There’s a better way to show you’re fluent in internet culture – and no, it doesn’t rely on making memes. It goes deeper, tapping into your audiences desire for creation. Your responsibility is to release some control, giving audiences the opportunity to create art using your brand as a canvas.

This is already something that artists in the entertainment industry are capitalising on. (Previously) independent Soundcloud rapper Lil Nas X has just broken the record for longest-running Billboard No. 1 single ever (19 weeks and counting) with a country/trap hybrid track built off a beat purchased from a Dutch teenager for $30. Dig deeper and you’ll find the catalyst for Old Town Road’s rise actually began last year with its use within a meme on the Gen-Z video sharing platform TikTok. On the platform, a mind-boggling three million videos were created using the track as part of a Harlem Shake-esque ‘Yee-Haw challenge’.

The success of this tune is no accident. It came because it was purpose-built to be exploited in the context of meme culture, whereby art is subverted and recreated by the end-consumer to fit their needs, not yours.

....

Directives
**1)** Can you reproduce the meme-culture passage word for word from "This is already" to "Shake-esque ‘Yee-Haw challenge’."?
**2)** How might the meme-culture passage go on after its final sentence? Write the next part.
You won't need the data entries for anything here.

Data entries

....

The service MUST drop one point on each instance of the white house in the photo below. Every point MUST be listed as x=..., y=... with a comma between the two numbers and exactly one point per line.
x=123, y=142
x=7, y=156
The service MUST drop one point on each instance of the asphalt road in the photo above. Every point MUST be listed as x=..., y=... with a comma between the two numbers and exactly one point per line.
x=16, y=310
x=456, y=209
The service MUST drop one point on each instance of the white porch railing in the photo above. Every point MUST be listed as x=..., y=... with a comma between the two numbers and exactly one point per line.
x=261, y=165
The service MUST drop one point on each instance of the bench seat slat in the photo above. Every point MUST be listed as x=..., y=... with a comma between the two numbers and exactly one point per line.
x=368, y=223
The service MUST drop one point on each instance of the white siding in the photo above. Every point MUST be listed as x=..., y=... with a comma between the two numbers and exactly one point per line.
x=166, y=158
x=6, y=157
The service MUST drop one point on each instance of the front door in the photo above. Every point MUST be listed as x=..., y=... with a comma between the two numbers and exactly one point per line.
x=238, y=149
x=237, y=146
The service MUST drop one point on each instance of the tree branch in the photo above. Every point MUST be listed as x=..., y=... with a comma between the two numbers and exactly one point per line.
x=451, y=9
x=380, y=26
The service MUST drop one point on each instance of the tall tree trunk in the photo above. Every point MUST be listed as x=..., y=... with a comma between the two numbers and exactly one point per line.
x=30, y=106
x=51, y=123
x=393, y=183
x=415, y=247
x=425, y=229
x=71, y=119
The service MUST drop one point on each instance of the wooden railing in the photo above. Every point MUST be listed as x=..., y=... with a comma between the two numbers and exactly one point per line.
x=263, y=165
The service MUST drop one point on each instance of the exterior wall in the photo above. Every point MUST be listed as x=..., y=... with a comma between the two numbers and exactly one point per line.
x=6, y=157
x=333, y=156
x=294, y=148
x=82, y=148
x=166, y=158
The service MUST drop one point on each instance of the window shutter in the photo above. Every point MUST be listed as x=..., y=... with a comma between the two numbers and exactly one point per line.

....

Replies
**1)**
This is already something that artists in the entertainment industry are capitalising on. (Previously) independent Soundcloud rapper Lil Nas X has just broken the record for longest-running Billboard No. 1 single ever (19 weeks and counting) with a country/trap hybrid track built off a beat purchased from a Dutch teenager for $30. Dig deeper and you’ll find the catalyst for Old Town Road’s rise actually began last year with its use within a meme on the Gen-Z video sharing platform TikTok. On the platform, a mind-boggling three million videos were created using the track as part of a Harlem Shake-esque ‘Yee-Haw challenge’.

**2)**
It’s time brands started tapping more consciously into their audiences’ desire for creation. It can be as simple as providing them a single, solid image to latch onto and carry over into their world. By repeating a consistent message, in a consistent tone of voice, you are already creating a cultural reference point that acts as a canvas for your audience to paint their art on. Nike’s ‘Believe’ campaign, Industry Superfunds ‘Compare the pair’ ads, and even the great Bunnings sausage sizzle are all fantastic examples of how memetic behaviour can be incited through repetition of a common theme (yes, memes exist of all three).

To take it even further, you could begin to release specific assets, or even certain elements of your branding system up for your audiences to play around with – setting the perimeters of the sandbox and allowing them to run free within it.

US Democratic presidential candidate Pete Buttigieg recently released an entirely opensource design kit to help followers support his grassroots campaign. Contrary to the largely controlled and static world of political branding, it’s an inclusive and unconventional approach that plays well with Pete’s complex and multi-faceted story (he is, among other things, gay, a military veteran, a Harvard graduate, millennial – and a devout Christian).

Enter the matrix

For brands, the difficulty in this approach is as much philosophical as operational. Co-creation in this manner is an admission that the boundaries of your brand belong to your audience, not yourself – and it’s a trust-fall exercise into the maelstrom that is internet culture.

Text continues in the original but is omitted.